In the rows below, swap "Pixel coordinates" for "Image coordinates" wherever it occurs and leave everything else untouched.

------------------------------------------------------------

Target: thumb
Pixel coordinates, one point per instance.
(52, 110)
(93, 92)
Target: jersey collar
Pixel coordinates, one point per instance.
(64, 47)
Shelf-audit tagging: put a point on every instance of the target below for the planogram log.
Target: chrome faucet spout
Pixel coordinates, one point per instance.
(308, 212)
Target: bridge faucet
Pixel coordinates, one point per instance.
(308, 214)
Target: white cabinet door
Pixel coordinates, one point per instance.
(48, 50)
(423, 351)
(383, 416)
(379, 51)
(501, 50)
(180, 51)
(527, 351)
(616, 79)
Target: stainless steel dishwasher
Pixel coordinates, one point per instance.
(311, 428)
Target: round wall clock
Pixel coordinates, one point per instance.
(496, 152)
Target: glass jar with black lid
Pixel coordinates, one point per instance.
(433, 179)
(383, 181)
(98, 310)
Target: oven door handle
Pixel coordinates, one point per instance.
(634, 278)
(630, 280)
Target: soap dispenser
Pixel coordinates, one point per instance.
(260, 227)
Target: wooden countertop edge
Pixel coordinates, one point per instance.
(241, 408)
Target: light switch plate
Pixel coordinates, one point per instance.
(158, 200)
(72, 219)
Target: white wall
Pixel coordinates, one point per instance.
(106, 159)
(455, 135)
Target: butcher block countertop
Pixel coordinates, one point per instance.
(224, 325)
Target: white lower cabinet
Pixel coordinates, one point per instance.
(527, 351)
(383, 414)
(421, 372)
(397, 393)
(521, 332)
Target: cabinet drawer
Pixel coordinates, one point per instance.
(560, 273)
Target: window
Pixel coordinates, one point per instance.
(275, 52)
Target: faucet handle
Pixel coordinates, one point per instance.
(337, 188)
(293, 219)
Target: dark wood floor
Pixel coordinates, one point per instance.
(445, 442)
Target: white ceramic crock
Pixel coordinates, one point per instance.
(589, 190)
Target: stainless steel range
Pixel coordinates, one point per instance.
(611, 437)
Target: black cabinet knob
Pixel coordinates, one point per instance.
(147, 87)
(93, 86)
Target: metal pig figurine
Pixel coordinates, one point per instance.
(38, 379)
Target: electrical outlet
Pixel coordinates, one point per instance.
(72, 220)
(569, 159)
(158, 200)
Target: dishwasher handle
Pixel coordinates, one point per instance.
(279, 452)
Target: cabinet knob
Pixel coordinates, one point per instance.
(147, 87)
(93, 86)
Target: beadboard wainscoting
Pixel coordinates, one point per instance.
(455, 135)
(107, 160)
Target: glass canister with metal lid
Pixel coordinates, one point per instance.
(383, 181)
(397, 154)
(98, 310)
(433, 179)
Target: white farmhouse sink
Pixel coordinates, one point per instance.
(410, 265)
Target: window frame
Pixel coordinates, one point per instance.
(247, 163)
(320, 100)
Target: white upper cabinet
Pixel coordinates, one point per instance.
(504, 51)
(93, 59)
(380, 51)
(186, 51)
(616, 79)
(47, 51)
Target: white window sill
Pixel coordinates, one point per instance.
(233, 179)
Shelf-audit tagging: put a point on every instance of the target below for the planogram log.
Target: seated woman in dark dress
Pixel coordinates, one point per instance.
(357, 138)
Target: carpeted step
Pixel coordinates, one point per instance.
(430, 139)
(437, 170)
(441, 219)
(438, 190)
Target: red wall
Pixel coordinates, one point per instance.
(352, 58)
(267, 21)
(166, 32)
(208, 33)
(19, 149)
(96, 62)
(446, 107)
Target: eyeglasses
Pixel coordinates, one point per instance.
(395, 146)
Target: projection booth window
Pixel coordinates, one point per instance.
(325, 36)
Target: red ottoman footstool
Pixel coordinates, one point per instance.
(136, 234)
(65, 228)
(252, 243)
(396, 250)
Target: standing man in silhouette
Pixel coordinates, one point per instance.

------------------------------------------------------------

Answer to the task:
Target: thumb
Image coordinates, one point per instance.
(52, 110)
(93, 92)
Target: jersey collar
Image coordinates, one point per instance.
(64, 47)
Shelf-audit tagging: put a point on every instance of the target below for the planogram log.
Target: chrome faucet spout
Image coordinates, one point per instance.
(308, 212)
Target: bridge faucet
Image coordinates, one point per instance.
(308, 214)
Target: white cabinet door
Image coordinates, one point per instance.
(48, 50)
(423, 351)
(383, 416)
(379, 51)
(501, 50)
(180, 51)
(527, 351)
(616, 79)
Target: stainless steel dishwasher
Image coordinates, one point per instance.
(311, 428)
Target: round wall clock
Image coordinates, one point per instance.
(496, 152)
Target: glass jar with black lid
Image coordinates, one point per instance.
(433, 179)
(383, 181)
(98, 310)
Target: oven door handle
Image coordinates, one point per instance.
(634, 278)
(630, 280)
Target: soap dispenser
Image coordinates, one point per instance.
(260, 227)
Target: wooden countertop edge
Image coordinates, one point per instance.
(241, 408)
Target: light switch plate
Image coordinates, one point per instance.
(158, 200)
(72, 219)
Target: white wall
Image coordinates, one point per instance.
(106, 159)
(455, 135)
Target: butcher block countertop
Image coordinates, one point per instance.
(224, 325)
Target: white lower cabinet
Image coordinates, one point per instance.
(527, 351)
(383, 414)
(421, 372)
(397, 393)
(521, 332)
Target: cabinet drawer
Image coordinates, one point per instance.
(560, 273)
Target: window
Image coordinates, one point per instance.
(275, 52)
Target: faucet handle
Image coordinates, one point per instance.
(337, 188)
(293, 219)
Target: dark wood floor
Image coordinates, one point per instance.
(445, 442)
Target: white ceramic crock
Image coordinates, one point per instance.
(589, 190)
Target: stainless steel range
Image coordinates, one point per instance.
(611, 437)
Target: black cabinet knob
Image coordinates, one point per instance.
(147, 87)
(93, 86)
Target: metal pig figurine
Image coordinates, one point per instance.
(38, 379)
Target: electrical outlet
Image coordinates, one point per instance.
(72, 220)
(569, 159)
(158, 200)
Target: dishwasher handle
Image coordinates, one point per instance.
(279, 452)
Target: cabinet knob
Image coordinates, one point per instance.
(147, 87)
(93, 86)
Target: beadboard wainscoting
Image coordinates, one point per instance.
(455, 135)
(107, 160)
Target: glass canister with metal lid
Image coordinates, one point per instance.
(383, 181)
(397, 154)
(98, 310)
(433, 179)
Target: white farmhouse sink
Image coordinates, one point per instance.
(410, 265)
Target: window frame
Image coordinates, one point per instance.
(247, 163)
(320, 100)
Target: white upper cabinet
Image coordinates, one point per instance.
(504, 51)
(93, 59)
(380, 51)
(186, 51)
(616, 79)
(47, 51)
Target: white window sill
Image coordinates, one point per instance.
(233, 179)
Shelf-audit tagging: put a point on every instance of the target below for the planogram log.
Target: seated woman in dark dress
Image coordinates, one point per instance.
(357, 138)
Target: carpeted step
Image coordinates, one point per instance.
(430, 139)
(437, 170)
(441, 219)
(438, 190)
Target: red wall
Image coordinates, one point per instance.
(352, 58)
(267, 21)
(166, 32)
(208, 33)
(19, 149)
(96, 62)
(446, 107)
Target: eyeglasses
Image coordinates, one point per instance.
(395, 146)
Target: projection booth window
Image coordinates, one point per instance.
(325, 36)
Target: red ottoman footstool
Image coordinates, one point per instance.
(136, 234)
(65, 228)
(252, 243)
(396, 250)
Target: standing man in silhouette
Image coordinates, one point per instance.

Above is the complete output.